Nothing is needed except the lines below that run from the one with "Target: weathered wooden post" through the one with "Target: bird's neck", repeated exactly.

* * *

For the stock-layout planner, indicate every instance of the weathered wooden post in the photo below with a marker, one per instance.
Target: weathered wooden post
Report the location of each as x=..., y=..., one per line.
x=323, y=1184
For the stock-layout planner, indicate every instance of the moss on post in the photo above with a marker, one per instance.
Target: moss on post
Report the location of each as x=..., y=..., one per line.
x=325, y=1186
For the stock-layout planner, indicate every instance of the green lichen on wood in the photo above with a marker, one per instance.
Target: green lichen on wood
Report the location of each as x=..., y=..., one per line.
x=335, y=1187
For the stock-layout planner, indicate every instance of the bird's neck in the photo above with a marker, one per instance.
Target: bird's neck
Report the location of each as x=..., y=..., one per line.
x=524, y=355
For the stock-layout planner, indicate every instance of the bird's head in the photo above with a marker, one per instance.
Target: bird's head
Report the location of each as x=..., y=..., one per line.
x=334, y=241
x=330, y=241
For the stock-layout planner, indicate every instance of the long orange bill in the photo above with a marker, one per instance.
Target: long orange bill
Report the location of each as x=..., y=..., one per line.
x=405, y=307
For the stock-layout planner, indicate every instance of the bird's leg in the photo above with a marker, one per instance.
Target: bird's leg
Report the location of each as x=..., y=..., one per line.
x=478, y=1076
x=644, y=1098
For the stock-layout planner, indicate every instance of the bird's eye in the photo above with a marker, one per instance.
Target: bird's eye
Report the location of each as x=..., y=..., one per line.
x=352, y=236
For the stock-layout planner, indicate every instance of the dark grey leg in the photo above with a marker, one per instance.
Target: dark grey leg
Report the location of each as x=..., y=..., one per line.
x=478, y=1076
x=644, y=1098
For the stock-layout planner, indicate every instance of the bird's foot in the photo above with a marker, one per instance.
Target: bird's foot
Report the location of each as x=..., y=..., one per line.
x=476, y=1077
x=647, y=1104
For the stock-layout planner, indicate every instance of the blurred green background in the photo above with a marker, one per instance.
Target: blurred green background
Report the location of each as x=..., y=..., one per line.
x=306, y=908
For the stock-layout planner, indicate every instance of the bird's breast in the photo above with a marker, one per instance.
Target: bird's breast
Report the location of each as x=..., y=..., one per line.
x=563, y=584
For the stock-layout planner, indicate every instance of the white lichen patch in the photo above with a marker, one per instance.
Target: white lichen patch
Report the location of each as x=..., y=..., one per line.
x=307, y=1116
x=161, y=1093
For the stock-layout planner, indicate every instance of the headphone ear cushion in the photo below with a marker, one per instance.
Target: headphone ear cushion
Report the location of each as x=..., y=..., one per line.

* * *

▸ **Exercise result**:
Target: weathered wooden post
Report the location of each as x=..., y=..., one per line.
x=323, y=1184
For the stock-layout planner, indicate every instance of the moss on post in the photo above with a marker, one per instance.
Target: moss on post
Report the location of each as x=..., y=..., one per line.
x=325, y=1186
For the stock-layout planner, indicate every instance of the green lichen on wood in the photo above with a marker, one per instance.
Target: green lichen on wood
Report the location of each as x=..., y=..., one per line.
x=335, y=1187
For the stock-layout planner, indicate every instance of the bird's neck in the photo above with a marker, one per instance.
Target: bird's neck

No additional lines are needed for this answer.